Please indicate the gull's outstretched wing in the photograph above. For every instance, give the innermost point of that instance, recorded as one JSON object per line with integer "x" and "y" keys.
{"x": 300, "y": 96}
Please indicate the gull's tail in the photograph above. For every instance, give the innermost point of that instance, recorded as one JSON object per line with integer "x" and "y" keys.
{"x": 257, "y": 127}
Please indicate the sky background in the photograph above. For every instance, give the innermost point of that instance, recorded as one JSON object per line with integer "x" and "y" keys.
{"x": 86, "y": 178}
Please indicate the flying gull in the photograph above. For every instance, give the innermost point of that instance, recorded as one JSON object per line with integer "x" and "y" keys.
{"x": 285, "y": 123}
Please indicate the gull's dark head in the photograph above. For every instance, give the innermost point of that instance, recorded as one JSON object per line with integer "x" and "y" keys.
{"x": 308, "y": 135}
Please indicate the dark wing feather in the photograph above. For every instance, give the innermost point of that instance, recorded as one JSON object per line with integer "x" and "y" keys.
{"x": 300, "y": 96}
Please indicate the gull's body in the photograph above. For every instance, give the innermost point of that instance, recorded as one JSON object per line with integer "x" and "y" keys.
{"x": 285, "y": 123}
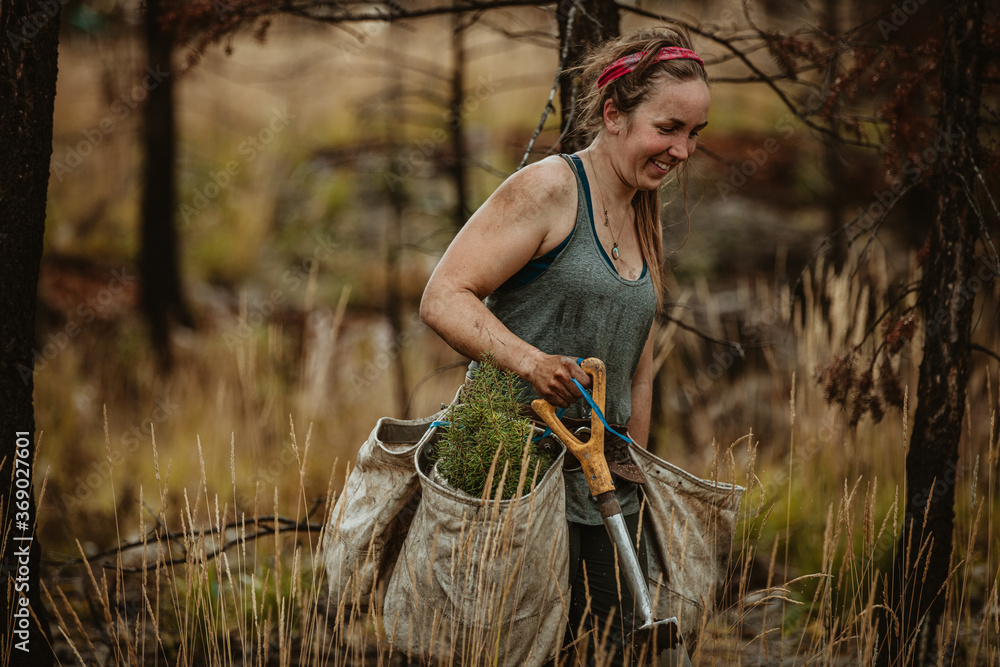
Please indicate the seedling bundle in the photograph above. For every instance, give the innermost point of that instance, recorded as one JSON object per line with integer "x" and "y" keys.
{"x": 485, "y": 441}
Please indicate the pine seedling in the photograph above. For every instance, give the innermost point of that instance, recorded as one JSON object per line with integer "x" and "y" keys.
{"x": 484, "y": 426}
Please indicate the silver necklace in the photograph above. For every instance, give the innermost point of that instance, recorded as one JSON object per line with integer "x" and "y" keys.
{"x": 607, "y": 222}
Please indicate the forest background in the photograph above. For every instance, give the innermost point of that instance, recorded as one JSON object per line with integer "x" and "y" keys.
{"x": 320, "y": 177}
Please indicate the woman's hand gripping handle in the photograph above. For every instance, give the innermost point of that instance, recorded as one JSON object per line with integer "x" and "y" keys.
{"x": 590, "y": 453}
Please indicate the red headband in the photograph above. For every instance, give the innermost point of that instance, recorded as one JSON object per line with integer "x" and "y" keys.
{"x": 623, "y": 66}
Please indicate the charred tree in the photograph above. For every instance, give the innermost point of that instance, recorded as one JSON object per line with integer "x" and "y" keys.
{"x": 163, "y": 303}
{"x": 922, "y": 563}
{"x": 29, "y": 62}
{"x": 593, "y": 22}
{"x": 456, "y": 131}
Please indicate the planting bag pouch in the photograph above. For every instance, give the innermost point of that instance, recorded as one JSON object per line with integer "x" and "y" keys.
{"x": 481, "y": 582}
{"x": 691, "y": 523}
{"x": 371, "y": 516}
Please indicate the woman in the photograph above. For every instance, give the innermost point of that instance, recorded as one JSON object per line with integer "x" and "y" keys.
{"x": 565, "y": 260}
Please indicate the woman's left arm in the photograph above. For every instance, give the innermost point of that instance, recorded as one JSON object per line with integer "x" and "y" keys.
{"x": 642, "y": 395}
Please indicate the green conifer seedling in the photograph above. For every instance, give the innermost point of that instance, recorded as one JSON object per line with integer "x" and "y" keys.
{"x": 486, "y": 426}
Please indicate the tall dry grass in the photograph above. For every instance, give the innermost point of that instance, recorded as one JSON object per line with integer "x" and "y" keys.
{"x": 213, "y": 574}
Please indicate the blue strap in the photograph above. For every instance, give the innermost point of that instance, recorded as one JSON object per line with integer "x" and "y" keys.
{"x": 547, "y": 432}
{"x": 597, "y": 411}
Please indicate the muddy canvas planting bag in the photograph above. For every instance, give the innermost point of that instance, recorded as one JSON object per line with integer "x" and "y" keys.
{"x": 371, "y": 516}
{"x": 481, "y": 582}
{"x": 691, "y": 521}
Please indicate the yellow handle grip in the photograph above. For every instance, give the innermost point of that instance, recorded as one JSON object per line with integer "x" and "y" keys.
{"x": 590, "y": 454}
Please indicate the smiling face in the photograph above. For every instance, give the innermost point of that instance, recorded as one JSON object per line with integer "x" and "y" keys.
{"x": 661, "y": 133}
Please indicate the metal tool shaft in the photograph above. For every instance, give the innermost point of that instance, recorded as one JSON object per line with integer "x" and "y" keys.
{"x": 628, "y": 562}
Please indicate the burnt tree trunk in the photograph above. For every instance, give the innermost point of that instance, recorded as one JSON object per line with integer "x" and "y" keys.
{"x": 163, "y": 302}
{"x": 594, "y": 21}
{"x": 29, "y": 41}
{"x": 456, "y": 130}
{"x": 922, "y": 560}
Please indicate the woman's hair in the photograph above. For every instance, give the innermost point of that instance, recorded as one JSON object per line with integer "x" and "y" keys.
{"x": 627, "y": 93}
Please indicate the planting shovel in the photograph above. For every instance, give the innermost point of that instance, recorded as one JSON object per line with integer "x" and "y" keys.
{"x": 661, "y": 638}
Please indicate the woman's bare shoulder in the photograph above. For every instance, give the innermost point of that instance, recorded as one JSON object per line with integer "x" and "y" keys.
{"x": 548, "y": 182}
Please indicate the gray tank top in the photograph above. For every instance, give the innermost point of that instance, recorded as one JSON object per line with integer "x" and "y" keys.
{"x": 580, "y": 307}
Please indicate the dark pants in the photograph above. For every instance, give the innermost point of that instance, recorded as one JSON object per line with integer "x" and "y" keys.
{"x": 591, "y": 551}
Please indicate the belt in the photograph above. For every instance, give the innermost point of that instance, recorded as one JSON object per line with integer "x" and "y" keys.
{"x": 616, "y": 450}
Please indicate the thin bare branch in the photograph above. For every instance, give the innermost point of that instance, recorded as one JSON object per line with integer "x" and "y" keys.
{"x": 555, "y": 85}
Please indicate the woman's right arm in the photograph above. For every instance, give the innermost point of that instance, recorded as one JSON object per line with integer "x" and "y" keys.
{"x": 529, "y": 214}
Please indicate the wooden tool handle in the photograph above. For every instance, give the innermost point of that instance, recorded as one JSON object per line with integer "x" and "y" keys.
{"x": 590, "y": 453}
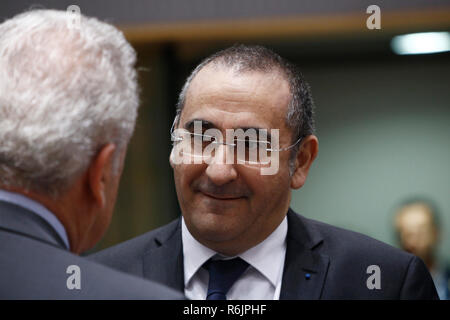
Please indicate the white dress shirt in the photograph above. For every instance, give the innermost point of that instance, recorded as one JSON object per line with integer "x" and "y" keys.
{"x": 38, "y": 209}
{"x": 262, "y": 279}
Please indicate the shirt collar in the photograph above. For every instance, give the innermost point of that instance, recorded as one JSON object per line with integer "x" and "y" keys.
{"x": 267, "y": 257}
{"x": 38, "y": 209}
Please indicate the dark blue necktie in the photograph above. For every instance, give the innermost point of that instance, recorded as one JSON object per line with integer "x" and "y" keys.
+--
▶ **INSTRUCTIONS FOR THE TASK**
Format all of the lines above as a JSON list of strings, with one string per line and no blank lines. Leave the pictures out of the list.

▶ **FINISHED EXERCISE**
[
  "Please indicate the gull's outstretched wing in the photograph above. For every instance, give the innermost point of that instance, recorded as one JSON object per line with integer \"x\" and \"y\" keys.",
  "{\"x\": 300, \"y\": 96}",
  "Please indicate the gull's tail in the photograph above. For every instance, give the innermost point of that instance, recorded as one JSON object per line with integer \"x\" and \"y\" keys.",
  "{\"x\": 257, \"y\": 127}",
  "Please indicate the sky background in the photograph above. For every instance, give the innermost point of that instance, recorded as one JSON object per line with integer \"x\" and \"y\" keys.",
  "{\"x\": 86, \"y\": 178}",
  "Please indicate the flying gull in the photograph above. For every instance, give the innermost point of that instance, recorded as one JSON object per line with integer \"x\" and \"y\" keys.",
  "{\"x\": 285, \"y\": 123}",
  "Please indicate the gull's dark head in the photograph above. For every instance, give the innermost point of that instance, recorded as one JSON object per line with integer \"x\" and \"y\" keys.",
  "{\"x\": 308, \"y\": 135}",
  "Please indicate the dark wing feather in the photograph above. For every instance, give the innermost point of that instance, recorded as one JSON object per line with integer \"x\" and \"y\" keys.",
  "{\"x\": 300, \"y\": 96}",
  "Please indicate the gull's body in the photograph above. For every instance, give the innermost point of that instance, recorded as one JSON object per line with integer \"x\" and \"y\" keys.",
  "{\"x\": 285, \"y\": 123}",
  "Please indicate the seedling bundle in the photograph above. For every instance, give the innermost point of that instance, recorded as one JSON object per line with integer \"x\" and \"y\" keys.",
  "{\"x\": 485, \"y\": 441}",
  "Please indicate the pine seedling in the photograph above. For every instance, give the innermost point of that instance, recorded as one JSON object per line with integer \"x\" and \"y\" keys.",
  "{\"x\": 484, \"y\": 426}",
  "Please indicate the silver necklace in the photograph above. For every instance, give the innermost point of that instance, recorded as one JSON object per line with integer \"x\" and \"y\" keys.",
  "{\"x\": 607, \"y\": 222}",
  "Please indicate the forest background in the photograph above. For every instance, give the innermost point of that instance, recorded as one JSON object per line with integer \"x\" and \"y\" keys.",
  "{\"x\": 320, \"y\": 177}",
  "Please indicate the woman's hand gripping handle in the photograph above. For every instance, give the innermost point of that instance, recorded as one JSON object per line with integer \"x\" and \"y\" keys.",
  "{\"x\": 590, \"y\": 453}",
  "Please indicate the red headband in the photograph above. For every instance, give the innermost point of that instance, recorded as one JSON object per line with integer \"x\" and \"y\" keys.",
  "{\"x\": 623, \"y\": 66}",
  "Please indicate the charred tree in the photograph above. For every instance, give the innermost point of that instance, recorded as one JSON object per line with integer \"x\" and \"y\" keys.",
  "{\"x\": 163, \"y\": 303}",
  "{\"x\": 922, \"y\": 563}",
  "{\"x\": 29, \"y\": 62}",
  "{\"x\": 593, \"y\": 22}",
  "{\"x\": 456, \"y\": 131}",
  "Please indicate the planting bag pouch in the photograph above. For every instance, give the innermost point of that instance, recorded as one JSON object per line with integer \"x\" and \"y\" keys.",
  "{\"x\": 481, \"y\": 582}",
  "{\"x\": 691, \"y\": 523}",
  "{\"x\": 371, \"y\": 516}",
  "Please indicate the woman in the photograph above. For every instance, give the innermost point of that instance, recorded as one JSON object per line with integer \"x\" and \"y\" keys.",
  "{\"x\": 565, \"y\": 260}",
  "Please indicate the woman's left arm in the photograph above. For every instance, give the innermost point of that instance, recorded as one JSON object per line with integer \"x\" and \"y\" keys.",
  "{\"x\": 642, \"y\": 395}",
  "Please indicate the green conifer seedling in the photograph above. For every instance, give the innermost point of that instance, recorded as one JSON object per line with integer \"x\" and \"y\" keys.",
  "{\"x\": 486, \"y\": 426}",
  "Please indicate the tall dry grass in the photograph above. For every instance, give the innermost point of that instance, recorded as one JSON object per line with integer \"x\" and \"y\" keys.",
  "{\"x\": 213, \"y\": 574}",
  "Please indicate the blue strap in the photograph above. For every instance, give the innermost point of that instance, recorded as one JSON object per line with integer \"x\" and \"y\" keys.",
  "{\"x\": 547, \"y\": 432}",
  "{\"x\": 597, \"y\": 411}",
  "Please indicate the muddy canvas planting bag in the photograph above. For every instance, give the innermost point of that instance, recorded as one JSON object per line with integer \"x\" and \"y\" keys.",
  "{\"x\": 371, \"y\": 516}",
  "{\"x\": 481, \"y\": 582}",
  "{\"x\": 691, \"y\": 521}",
  "Please indicate the yellow handle grip in the photograph above. For every instance, give the innermost point of that instance, recorded as one JSON object per line with integer \"x\" and \"y\" keys.",
  "{\"x\": 590, \"y\": 454}",
  "Please indicate the smiling face in the photograph above. For every instance, give the innermost point of that instance, recorded as one JSON object per line with integer \"x\" and \"y\" keys.",
  "{\"x\": 661, \"y\": 133}",
  "Please indicate the metal tool shaft in the photograph above. For every instance, give the innermost point of that instance, recorded as one JSON object per line with integer \"x\" and \"y\" keys.",
  "{\"x\": 628, \"y\": 562}",
  "Please indicate the burnt tree trunk in the photograph above. For every instance, give the innermost point of that instance, recorded as one JSON object per line with integer \"x\" and \"y\" keys.",
  "{\"x\": 163, \"y\": 302}",
  "{\"x\": 594, \"y\": 21}",
  "{\"x\": 29, \"y\": 41}",
  "{\"x\": 456, \"y\": 130}",
  "{\"x\": 922, \"y\": 560}",
  "Please indicate the woman's hair in the photograph above. For every instance, give the innermost point of that instance, recorded as one JSON object per line with integer \"x\" and \"y\" keys.",
  "{\"x\": 627, \"y\": 93}",
  "Please indicate the planting shovel in the photograph above. For every instance, give the innermost point of that instance, recorded as one JSON object per line with integer \"x\" and \"y\" keys.",
  "{\"x\": 661, \"y\": 638}",
  "Please indicate the woman's bare shoulder in the photograph above. For every instance, give the innermost point of that instance, recorded as one JSON object per line with integer \"x\" and \"y\" keys.",
  "{\"x\": 548, \"y\": 182}",
  "Please indicate the gray tank top in the photograph above. For every instance, give the innermost point of that instance, recorded as one JSON object per line with integer \"x\" and \"y\" keys.",
  "{\"x\": 580, \"y\": 307}",
  "Please indicate the dark pants in the photograph above. For every instance, give the innermost point of that instance, recorded as one JSON object per line with integer \"x\" and \"y\" keys.",
  "{\"x\": 591, \"y\": 551}",
  "Please indicate the belt in the photograph above. For every instance, give the innermost point of that instance, recorded as one JSON object per line with integer \"x\" and \"y\" keys.",
  "{\"x\": 616, \"y\": 450}",
  "Please indicate the thin bare branch in the photograph above. For every instance, give the innermost point of that instance, recorded as one JSON object per line with integer \"x\" and \"y\" keys.",
  "{\"x\": 555, \"y\": 85}",
  "Please indicate the woman's right arm in the photograph above. For every instance, give the innermost point of that instance, recorded as one JSON object per line with integer \"x\" and \"y\" keys.",
  "{\"x\": 529, \"y\": 214}",
  "Please indicate the wooden tool handle in the photograph above. For every instance, give the innermost point of that instance, recorded as one JSON object per line with integer \"x\" and \"y\" keys.",
  "{\"x\": 590, \"y\": 453}",
  "Please indicate the white dress shirt in the photograph above. For every instance, give the innermost point of that instance, recorded as one JSON object per line with integer \"x\" and \"y\" keys.",
  "{\"x\": 38, \"y\": 209}",
  "{\"x\": 262, \"y\": 279}",
  "Please indicate the shirt collar in the photograph above. For every instance, give the innermost point of that instance, recorded as one JSON object per line with integer \"x\" and \"y\" keys.",
  "{\"x\": 267, \"y\": 257}",
  "{\"x\": 38, \"y\": 209}",
  "Please indicate the dark blue necktie in the photograph above. For every instance, give the innermost point of that instance, recorded as one JSON object per line with integer \"x\" and \"y\" keys."
]